Image-grounded pointing data

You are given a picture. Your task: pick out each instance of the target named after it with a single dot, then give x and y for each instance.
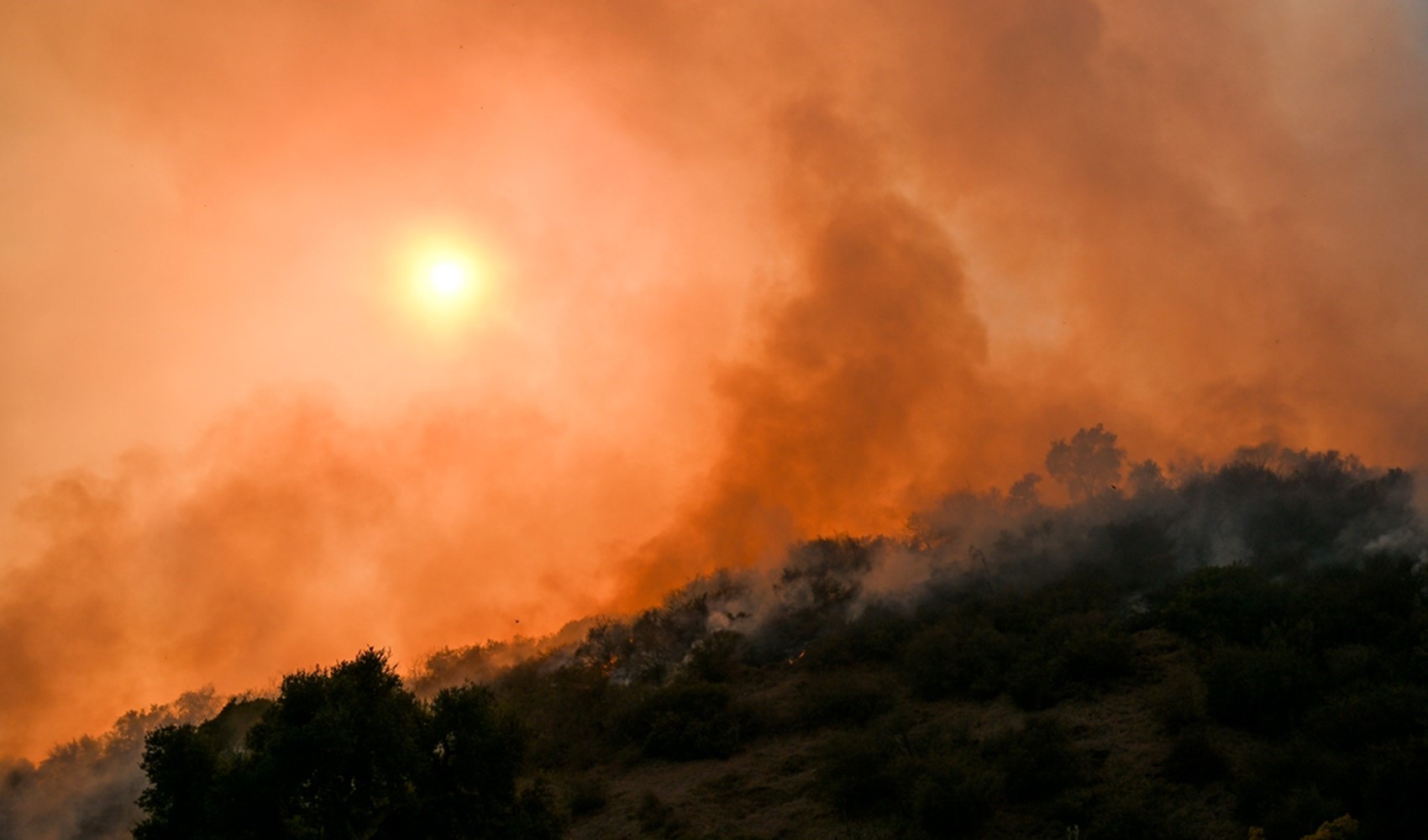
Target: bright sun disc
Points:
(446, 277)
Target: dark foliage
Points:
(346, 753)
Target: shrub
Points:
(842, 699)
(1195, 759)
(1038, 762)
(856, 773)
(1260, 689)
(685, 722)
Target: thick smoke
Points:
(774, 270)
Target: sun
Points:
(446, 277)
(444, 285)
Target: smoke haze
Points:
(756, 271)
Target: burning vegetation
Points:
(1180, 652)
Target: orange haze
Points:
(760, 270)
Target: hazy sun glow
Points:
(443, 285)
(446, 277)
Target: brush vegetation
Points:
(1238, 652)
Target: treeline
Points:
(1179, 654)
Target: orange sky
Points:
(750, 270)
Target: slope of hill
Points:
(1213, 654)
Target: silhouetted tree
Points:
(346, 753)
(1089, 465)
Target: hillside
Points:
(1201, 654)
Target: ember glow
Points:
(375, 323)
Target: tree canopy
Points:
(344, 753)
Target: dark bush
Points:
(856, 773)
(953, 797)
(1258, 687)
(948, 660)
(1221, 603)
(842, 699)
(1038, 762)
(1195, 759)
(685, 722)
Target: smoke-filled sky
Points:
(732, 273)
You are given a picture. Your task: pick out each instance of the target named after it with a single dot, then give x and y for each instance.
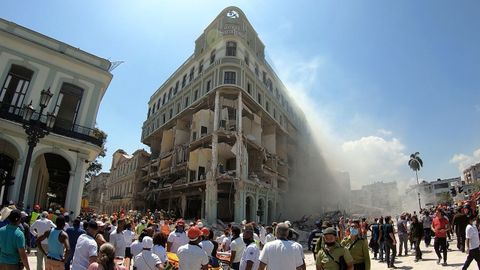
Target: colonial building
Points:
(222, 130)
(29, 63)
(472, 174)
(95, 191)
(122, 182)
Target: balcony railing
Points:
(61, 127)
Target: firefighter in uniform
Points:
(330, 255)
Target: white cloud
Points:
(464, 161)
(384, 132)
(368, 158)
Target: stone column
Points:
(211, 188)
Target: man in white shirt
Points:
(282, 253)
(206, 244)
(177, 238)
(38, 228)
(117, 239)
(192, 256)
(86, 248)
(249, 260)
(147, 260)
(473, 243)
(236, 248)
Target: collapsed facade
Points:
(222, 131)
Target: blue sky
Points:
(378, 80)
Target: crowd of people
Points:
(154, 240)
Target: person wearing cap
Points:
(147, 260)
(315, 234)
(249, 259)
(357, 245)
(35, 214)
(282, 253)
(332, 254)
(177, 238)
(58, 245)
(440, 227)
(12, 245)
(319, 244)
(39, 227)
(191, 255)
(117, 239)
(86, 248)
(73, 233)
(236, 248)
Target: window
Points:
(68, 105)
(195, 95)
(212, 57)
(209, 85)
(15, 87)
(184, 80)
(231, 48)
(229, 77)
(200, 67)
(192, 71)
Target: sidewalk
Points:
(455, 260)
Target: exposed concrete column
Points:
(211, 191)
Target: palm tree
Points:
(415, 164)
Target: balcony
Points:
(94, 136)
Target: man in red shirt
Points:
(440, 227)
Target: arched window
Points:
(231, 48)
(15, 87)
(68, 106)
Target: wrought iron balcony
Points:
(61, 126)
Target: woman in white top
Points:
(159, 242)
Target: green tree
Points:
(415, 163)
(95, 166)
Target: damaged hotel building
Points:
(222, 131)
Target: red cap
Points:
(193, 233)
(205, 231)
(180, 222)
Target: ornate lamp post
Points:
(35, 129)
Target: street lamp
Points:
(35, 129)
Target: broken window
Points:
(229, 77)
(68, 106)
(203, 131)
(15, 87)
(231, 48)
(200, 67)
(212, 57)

Instructions for the task
Only one span of lines is wanted: the line with "Target: wrought iron balcony" and every line after it to the end of the entries, output exactly.

Result below
Target: wrought iron balcony
Points:
(61, 126)
Target: woman in white top
Points:
(159, 242)
Target: green tree
Points:
(415, 163)
(95, 166)
Target: damaged hotel building
Points:
(222, 131)
Target: red cap
Points:
(193, 233)
(205, 231)
(180, 222)
Target: ornate lamp post
Points:
(35, 129)
Target: street lamp
Points:
(35, 129)
Target: broken window
Points:
(229, 77)
(68, 106)
(203, 131)
(15, 87)
(231, 48)
(200, 67)
(212, 57)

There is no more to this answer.